Raw records:
:::::

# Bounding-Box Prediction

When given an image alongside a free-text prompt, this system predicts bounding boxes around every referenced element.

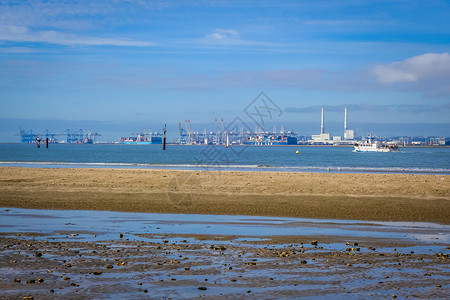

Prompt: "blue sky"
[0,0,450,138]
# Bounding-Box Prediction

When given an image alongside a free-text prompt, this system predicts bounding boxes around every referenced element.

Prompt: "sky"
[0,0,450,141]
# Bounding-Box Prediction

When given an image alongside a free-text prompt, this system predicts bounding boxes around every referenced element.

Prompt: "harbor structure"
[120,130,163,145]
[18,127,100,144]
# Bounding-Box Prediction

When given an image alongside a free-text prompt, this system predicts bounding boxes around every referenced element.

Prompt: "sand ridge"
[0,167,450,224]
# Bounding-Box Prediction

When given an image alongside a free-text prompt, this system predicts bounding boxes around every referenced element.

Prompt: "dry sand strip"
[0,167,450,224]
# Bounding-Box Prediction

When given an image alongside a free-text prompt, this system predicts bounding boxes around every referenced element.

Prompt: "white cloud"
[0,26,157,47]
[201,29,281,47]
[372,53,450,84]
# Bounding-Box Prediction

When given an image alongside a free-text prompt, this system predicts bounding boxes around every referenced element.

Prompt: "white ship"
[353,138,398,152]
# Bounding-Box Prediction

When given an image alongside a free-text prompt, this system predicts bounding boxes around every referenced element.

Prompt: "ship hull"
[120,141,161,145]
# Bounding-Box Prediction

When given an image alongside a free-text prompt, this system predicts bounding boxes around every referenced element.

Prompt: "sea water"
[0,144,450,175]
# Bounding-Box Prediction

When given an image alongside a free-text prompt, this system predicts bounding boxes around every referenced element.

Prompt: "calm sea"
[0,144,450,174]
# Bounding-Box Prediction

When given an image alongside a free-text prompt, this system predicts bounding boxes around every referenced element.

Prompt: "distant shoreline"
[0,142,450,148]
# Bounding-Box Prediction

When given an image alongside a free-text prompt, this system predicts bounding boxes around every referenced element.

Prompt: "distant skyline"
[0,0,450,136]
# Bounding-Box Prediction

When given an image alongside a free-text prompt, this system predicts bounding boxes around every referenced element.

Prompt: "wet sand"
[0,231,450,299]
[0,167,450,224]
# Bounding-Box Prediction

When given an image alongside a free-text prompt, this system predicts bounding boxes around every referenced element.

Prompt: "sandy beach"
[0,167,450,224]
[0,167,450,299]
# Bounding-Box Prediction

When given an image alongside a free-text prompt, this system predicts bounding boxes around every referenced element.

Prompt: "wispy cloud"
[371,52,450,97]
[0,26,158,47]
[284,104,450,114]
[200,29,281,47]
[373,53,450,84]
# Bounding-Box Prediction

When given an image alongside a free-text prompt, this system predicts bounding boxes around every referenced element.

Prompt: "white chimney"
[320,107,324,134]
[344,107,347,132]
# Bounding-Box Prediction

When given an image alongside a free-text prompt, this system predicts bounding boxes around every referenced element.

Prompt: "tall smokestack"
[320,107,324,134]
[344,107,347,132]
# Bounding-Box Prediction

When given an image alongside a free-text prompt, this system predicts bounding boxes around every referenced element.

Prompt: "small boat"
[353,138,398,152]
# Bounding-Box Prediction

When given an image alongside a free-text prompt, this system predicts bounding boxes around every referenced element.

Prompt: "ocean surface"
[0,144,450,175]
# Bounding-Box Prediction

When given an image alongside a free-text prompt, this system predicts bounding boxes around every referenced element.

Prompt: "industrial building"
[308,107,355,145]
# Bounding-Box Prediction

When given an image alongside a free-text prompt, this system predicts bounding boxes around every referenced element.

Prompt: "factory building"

:::::

Directions for this task: Leave out the pictures and copy every record above exactly.

Expected answer:
# Bounding-Box Prediction

When given an image alongside a free-text prompt, this system predicts bounding boxes around every referenced element.


Prompt: "blue sky"
[0,0,450,138]
# Bounding-Box Prediction

When given an image alongside a free-text prompt, this system predicts bounding boxes around every referenced element.

Prompt: "sky"
[0,0,450,141]
# Bounding-Box Prediction

When given an image alongside a free-text prompt, this system predicts bounding boxes around every referenced element.

Prompt: "harbor structure"
[120,130,163,145]
[18,127,100,144]
# Bounding-Box Prediction

When given an image alongside a free-text prompt, this system predicts bounding boxes around every referenced element.

Prompt: "sand ridge"
[0,167,450,224]
# Bounding-Box Prediction

When given an image alongside a free-text prompt, this system predicts bounding boxes around every referenced element.

Prompt: "dry sand strip"
[0,167,450,224]
# Bounding-Box Prediction

When given an image alongside a free-text prompt, this system predicts bounding boxes around every referenced element.

Prompt: "white cloud"
[0,26,157,47]
[201,29,281,47]
[372,53,450,84]
# Bounding-Box Prediction

When given an image alongside a free-text prompt, this system predicts bounding boxes around every referenced element.

Prompt: "white ship"
[353,138,398,152]
# Bounding-Box Prediction

When given an image alongside a free-text prompt, this system predicts bounding boxes around every referenced element.

Prompt: "ship hull"
[120,141,161,145]
# Bounding-Box Prediction

When given an image alongside a free-text prompt, this system predicts bounding boxes around every referenced element.

Prompt: "sea water"
[0,144,450,175]
# Bounding-Box Prediction

When given an image alongside a free-text prompt, this system predicts bounding boxes around every referenced element.

Prompt: "calm sea"
[0,144,450,174]
# Bounding-Box Prediction

When given an image alongside a free-text prompt, this system predicts bounding boxes around every referenced element.

Prompt: "distant shoreline"
[0,142,450,148]
# Bounding-Box Prediction

When given an image alongside a free-text prompt, this system predicts bounding boxes around every referenced element.

Prompt: "distant skyline"
[0,0,450,136]
# Bounding-Box Prediction

When given an image alongside a free-text prompt, this system predicts bounding boxes around every referenced element.

Prompt: "wet sand"
[0,231,450,299]
[0,167,450,224]
# Bounding-Box Prediction

When given an image alongside a free-text prompt, this system predicts bounding boxes around every referenced element.

Prompt: "sandy beach"
[0,167,450,224]
[0,167,450,299]
# Bounding-Box Prediction

When given an image alongside a free-text prompt, this system predicts bounding boxes around every referenced element.

Prompt: "wispy cloud"
[371,52,450,97]
[0,26,158,47]
[284,104,450,114]
[200,29,281,47]
[373,53,450,84]
# Bounding-Box Prediction

When given an image alongside a free-text prompt, this system predicts bounding boxes around every referenced element.

Prompt: "white chimney"
[320,107,324,134]
[344,107,347,132]
# Bounding-Box Prediction

When given an image alongside a free-text prompt, this system predicts bounding boxes around every referenced element.

Prompt: "tall smokestack"
[320,107,324,134]
[344,107,347,132]
# Bounding-Box Prediction

When given an image alongside a free-text prompt, this system predicts bounding boxes around every referenced element.

Prompt: "small boat"
[353,138,398,152]
# Bounding-Box Prediction

When given an image alongside a free-text prompt, this system predicts bounding boxes around every referenced element.

Prompt: "ocean surface"
[0,144,450,175]
# Bounding-Box Prediction

When given an image alongside a free-text prompt, this system predicts bounding boxes around every referenced element.

Prompt: "industrial building"
[308,107,355,145]
# Bounding-Box Prediction

When given an image alongside a free-text prompt, this system predicts bounding boxes around every referenced element.

Prompt: "factory building"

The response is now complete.